◆ Material for this task:
Start of Block

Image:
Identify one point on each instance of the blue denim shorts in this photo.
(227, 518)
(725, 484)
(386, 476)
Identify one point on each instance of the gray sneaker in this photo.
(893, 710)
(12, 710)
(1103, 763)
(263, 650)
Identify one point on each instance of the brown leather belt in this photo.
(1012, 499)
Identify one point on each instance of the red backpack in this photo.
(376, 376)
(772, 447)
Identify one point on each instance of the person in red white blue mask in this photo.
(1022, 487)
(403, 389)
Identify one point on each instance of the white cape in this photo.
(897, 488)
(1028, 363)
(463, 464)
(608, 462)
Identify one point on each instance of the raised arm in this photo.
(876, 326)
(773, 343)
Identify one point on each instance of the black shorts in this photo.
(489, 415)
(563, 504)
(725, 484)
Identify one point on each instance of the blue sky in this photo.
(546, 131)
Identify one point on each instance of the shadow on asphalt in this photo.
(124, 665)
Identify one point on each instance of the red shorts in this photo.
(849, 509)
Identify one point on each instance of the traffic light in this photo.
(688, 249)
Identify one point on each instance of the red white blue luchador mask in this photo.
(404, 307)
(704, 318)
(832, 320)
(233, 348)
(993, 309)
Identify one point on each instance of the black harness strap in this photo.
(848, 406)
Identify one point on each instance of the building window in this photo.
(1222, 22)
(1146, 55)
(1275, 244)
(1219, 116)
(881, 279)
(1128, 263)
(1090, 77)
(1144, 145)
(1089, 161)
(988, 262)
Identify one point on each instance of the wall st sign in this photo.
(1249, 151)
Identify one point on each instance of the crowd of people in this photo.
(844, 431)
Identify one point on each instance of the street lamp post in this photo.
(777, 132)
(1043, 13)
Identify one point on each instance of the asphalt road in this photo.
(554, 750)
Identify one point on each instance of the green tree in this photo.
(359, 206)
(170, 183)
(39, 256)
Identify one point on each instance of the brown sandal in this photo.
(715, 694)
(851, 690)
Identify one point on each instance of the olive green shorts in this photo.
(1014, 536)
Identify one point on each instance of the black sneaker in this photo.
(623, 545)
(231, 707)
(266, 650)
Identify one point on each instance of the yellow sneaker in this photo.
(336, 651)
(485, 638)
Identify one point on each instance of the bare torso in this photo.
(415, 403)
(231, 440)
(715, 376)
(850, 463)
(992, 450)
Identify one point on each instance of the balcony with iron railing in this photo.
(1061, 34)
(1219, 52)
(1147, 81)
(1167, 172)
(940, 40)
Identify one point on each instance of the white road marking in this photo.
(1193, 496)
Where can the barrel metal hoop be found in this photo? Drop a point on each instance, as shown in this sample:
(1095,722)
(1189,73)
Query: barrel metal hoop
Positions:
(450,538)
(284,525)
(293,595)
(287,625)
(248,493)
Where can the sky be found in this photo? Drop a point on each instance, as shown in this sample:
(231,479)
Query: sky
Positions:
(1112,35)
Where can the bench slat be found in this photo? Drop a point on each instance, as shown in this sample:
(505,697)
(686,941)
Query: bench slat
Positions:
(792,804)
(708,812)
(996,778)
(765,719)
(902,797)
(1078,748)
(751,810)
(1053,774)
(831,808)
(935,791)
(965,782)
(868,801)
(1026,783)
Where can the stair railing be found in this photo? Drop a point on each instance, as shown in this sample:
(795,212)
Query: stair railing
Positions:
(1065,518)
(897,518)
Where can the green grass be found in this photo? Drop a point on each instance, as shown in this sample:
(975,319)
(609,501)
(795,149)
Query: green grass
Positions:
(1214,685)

End of Block

◆ What is needed:
Across the listing, count every line with the word "Drop" in it. Answer with the number alone.

◆ Result:
5